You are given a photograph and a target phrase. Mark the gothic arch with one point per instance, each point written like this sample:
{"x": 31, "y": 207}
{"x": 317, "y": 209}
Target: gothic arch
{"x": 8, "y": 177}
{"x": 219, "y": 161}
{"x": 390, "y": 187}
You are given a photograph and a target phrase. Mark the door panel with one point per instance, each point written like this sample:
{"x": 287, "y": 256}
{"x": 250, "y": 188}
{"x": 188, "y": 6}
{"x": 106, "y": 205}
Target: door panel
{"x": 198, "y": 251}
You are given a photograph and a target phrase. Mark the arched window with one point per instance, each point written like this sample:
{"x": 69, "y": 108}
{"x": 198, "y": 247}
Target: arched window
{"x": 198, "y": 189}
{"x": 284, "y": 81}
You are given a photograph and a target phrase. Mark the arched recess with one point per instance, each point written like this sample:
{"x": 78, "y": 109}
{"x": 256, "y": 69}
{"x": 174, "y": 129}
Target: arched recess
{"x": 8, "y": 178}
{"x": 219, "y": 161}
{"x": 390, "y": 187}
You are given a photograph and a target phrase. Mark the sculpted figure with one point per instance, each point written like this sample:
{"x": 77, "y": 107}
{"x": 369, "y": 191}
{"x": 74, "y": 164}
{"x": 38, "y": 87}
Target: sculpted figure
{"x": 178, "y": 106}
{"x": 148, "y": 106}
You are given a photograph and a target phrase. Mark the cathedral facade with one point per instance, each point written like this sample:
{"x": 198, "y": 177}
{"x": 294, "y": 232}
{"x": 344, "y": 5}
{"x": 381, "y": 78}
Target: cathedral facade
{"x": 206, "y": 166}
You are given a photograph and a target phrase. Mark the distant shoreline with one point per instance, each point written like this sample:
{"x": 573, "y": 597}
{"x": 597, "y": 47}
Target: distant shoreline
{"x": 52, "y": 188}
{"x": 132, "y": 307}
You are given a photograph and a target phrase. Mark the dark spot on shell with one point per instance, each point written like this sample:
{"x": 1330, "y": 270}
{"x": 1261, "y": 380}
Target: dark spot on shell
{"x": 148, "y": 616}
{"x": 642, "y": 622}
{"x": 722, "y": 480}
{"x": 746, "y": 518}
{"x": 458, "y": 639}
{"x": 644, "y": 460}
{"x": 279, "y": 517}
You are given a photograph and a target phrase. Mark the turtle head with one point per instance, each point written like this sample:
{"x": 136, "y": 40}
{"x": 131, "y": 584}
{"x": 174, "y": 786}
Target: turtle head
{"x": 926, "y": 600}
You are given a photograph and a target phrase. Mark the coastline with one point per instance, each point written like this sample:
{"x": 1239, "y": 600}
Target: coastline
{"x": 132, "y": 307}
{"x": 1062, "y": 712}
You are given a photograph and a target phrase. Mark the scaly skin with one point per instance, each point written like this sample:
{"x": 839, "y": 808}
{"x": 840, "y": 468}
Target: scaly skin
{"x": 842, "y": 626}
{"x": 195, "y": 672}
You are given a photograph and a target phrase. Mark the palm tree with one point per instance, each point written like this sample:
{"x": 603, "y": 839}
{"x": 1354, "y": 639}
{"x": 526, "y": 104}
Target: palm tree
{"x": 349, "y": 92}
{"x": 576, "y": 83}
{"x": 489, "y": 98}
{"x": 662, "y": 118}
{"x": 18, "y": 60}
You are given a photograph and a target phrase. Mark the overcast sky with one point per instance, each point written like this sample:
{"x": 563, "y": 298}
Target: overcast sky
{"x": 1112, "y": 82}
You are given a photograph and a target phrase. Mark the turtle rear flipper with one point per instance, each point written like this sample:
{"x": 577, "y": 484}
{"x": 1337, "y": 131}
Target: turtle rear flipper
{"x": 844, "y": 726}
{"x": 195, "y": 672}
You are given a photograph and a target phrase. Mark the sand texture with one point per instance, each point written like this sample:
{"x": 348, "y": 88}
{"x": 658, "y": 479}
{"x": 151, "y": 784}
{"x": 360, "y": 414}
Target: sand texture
=-=-=
> [Problem requirements] Every line from the one containing "Mark the overcast" through the end of the entries above must be echoed exactly, with both ends kept.

> [Result of this exercise]
You are given a photograph and a target phrase. Mark the overcast sky with one point per instance, each point written like this sample:
{"x": 563, "y": 298}
Target: overcast sky
{"x": 1112, "y": 82}
You are given a photograph and a target phrase. Mark the turtle rear flipper with one point per instance, each point written like this sample:
{"x": 577, "y": 484}
{"x": 1337, "y": 131}
Target: turtle rear flipper
{"x": 844, "y": 726}
{"x": 195, "y": 672}
You are given a photograph and a target phrase. Mark the sand texture with one point per instance, each point written like this sample:
{"x": 348, "y": 88}
{"x": 658, "y": 479}
{"x": 151, "y": 784}
{"x": 360, "y": 414}
Target: sand texture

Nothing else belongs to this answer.